[Data listing]
──────
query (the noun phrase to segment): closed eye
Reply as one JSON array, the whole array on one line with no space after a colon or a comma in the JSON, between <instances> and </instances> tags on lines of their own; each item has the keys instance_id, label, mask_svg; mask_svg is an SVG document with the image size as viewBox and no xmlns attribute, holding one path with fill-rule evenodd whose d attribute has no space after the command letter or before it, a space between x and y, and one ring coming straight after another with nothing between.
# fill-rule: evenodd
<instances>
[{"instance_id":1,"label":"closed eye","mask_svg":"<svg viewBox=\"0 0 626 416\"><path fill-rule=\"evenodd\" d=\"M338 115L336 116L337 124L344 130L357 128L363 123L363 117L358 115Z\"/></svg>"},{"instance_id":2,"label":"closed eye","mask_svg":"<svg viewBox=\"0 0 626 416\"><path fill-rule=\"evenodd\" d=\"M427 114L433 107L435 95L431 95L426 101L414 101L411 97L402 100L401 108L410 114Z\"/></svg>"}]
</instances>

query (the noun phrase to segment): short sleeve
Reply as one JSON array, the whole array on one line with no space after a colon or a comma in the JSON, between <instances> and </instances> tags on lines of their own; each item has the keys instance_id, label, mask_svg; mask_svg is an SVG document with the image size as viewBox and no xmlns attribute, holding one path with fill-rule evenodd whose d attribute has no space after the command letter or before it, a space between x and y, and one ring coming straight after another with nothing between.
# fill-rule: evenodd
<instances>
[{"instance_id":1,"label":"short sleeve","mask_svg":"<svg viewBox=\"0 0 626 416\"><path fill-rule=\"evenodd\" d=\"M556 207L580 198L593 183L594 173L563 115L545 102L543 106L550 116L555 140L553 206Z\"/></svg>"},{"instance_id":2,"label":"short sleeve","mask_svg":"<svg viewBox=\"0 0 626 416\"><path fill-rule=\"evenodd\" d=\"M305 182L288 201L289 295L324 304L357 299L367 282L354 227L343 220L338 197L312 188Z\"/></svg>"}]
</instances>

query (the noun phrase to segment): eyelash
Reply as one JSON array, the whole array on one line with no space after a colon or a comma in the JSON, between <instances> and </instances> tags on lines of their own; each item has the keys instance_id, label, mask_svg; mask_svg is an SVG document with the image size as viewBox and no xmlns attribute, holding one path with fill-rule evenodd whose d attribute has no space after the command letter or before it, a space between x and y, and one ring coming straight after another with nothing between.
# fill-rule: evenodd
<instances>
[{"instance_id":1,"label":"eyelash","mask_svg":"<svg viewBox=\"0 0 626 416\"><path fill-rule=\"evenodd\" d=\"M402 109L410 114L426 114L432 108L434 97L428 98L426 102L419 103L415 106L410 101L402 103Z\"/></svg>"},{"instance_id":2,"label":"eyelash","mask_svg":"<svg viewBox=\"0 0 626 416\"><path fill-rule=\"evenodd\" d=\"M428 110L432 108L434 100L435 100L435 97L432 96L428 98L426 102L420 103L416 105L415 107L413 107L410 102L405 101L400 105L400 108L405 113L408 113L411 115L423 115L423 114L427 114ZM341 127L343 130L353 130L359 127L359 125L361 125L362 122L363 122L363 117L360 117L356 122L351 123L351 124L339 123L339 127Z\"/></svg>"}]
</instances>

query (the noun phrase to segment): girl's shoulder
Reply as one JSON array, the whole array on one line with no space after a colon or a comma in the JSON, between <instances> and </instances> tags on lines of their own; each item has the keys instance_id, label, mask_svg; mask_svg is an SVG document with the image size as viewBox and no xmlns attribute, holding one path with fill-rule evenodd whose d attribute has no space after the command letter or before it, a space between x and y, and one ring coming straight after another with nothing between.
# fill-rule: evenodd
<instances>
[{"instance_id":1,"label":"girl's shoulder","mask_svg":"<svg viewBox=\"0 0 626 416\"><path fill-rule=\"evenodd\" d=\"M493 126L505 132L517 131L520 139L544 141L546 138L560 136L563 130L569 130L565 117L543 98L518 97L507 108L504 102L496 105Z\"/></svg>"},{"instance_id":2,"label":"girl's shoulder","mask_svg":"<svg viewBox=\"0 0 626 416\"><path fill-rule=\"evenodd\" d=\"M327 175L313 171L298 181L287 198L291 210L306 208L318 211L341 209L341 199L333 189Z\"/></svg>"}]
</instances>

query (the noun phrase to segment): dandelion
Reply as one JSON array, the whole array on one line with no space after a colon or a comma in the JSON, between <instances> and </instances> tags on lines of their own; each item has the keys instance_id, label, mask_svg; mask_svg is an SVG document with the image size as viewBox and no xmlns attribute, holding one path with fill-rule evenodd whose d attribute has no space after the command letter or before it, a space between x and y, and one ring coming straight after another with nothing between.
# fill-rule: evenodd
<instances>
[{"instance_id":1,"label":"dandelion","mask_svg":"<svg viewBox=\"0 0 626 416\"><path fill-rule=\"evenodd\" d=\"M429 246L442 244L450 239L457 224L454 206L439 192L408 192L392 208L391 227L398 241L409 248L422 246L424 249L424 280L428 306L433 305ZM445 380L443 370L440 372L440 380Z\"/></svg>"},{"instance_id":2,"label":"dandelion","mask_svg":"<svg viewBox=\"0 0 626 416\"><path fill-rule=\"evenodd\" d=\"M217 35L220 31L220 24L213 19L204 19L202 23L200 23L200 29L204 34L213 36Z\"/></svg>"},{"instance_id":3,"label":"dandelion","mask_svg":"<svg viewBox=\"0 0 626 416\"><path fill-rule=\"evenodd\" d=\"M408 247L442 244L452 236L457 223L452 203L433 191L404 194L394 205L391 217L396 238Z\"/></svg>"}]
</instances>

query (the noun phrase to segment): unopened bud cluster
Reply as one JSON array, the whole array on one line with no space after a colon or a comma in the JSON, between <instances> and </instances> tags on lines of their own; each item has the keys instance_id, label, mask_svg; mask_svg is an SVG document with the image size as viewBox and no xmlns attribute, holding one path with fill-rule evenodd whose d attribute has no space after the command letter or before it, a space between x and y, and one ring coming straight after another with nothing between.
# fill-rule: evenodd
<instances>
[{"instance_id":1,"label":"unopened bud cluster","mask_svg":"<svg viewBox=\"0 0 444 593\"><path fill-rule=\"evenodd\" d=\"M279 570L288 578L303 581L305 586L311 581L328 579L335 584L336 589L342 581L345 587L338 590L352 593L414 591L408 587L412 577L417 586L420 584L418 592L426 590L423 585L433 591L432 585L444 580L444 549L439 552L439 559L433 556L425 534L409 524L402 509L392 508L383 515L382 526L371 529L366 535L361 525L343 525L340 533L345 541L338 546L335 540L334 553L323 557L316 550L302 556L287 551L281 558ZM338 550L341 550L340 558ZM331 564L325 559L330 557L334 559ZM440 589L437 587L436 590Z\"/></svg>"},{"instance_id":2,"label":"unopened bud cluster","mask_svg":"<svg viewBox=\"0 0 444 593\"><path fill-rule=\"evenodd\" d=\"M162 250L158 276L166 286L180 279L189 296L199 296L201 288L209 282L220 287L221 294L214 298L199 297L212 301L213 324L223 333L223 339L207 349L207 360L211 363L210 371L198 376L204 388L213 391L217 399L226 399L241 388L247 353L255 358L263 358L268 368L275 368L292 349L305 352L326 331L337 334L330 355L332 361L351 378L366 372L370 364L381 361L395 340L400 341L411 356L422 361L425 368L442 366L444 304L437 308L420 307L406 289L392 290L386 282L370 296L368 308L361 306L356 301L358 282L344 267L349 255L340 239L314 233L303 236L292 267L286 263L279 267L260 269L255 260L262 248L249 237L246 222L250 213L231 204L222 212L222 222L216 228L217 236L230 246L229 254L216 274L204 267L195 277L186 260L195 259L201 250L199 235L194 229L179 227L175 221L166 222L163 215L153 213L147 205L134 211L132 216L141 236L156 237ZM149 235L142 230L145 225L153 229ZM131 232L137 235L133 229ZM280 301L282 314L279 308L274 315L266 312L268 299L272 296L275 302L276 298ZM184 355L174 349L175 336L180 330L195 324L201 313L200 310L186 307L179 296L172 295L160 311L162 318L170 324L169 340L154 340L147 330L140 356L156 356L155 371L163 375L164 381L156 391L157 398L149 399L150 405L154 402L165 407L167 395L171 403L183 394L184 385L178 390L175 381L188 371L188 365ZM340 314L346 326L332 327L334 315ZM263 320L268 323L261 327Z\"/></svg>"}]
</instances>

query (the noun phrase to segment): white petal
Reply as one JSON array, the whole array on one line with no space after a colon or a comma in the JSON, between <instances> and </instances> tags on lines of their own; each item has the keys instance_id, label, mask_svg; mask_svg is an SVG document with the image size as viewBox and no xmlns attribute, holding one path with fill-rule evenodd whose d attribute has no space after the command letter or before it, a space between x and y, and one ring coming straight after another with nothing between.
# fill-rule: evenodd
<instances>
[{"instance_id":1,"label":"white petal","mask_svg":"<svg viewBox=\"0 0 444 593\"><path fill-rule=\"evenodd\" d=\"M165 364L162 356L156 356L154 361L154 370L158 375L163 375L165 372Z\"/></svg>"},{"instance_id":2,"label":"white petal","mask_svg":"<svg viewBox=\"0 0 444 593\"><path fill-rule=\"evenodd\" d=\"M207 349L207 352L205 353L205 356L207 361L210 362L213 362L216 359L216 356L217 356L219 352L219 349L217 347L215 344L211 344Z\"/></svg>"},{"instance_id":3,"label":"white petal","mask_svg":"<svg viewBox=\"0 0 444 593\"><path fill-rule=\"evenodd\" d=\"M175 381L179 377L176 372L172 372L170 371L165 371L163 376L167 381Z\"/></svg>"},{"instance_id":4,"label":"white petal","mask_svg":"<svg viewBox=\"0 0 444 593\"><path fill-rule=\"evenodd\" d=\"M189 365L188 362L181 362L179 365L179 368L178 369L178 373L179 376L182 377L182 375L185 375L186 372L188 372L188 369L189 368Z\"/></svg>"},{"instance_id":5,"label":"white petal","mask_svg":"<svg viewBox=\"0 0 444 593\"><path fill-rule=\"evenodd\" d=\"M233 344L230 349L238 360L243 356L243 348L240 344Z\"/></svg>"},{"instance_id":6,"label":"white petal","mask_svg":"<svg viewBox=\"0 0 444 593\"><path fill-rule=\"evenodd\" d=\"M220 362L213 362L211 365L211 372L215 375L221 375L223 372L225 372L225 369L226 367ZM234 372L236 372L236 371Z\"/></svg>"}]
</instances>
──────
Return every line from the items above that contains the word "query".

Full response:
query (the noun phrase to segment): closed eye
query (the noun phrase to segment): short sleeve
query (the noun phrase to segment): eyelash
query (the noun phrase to segment): girl's shoulder
query (the noun phrase to segment): dandelion
query (the noun phrase to segment): unopened bud cluster
query (the noun phrase to segment): white petal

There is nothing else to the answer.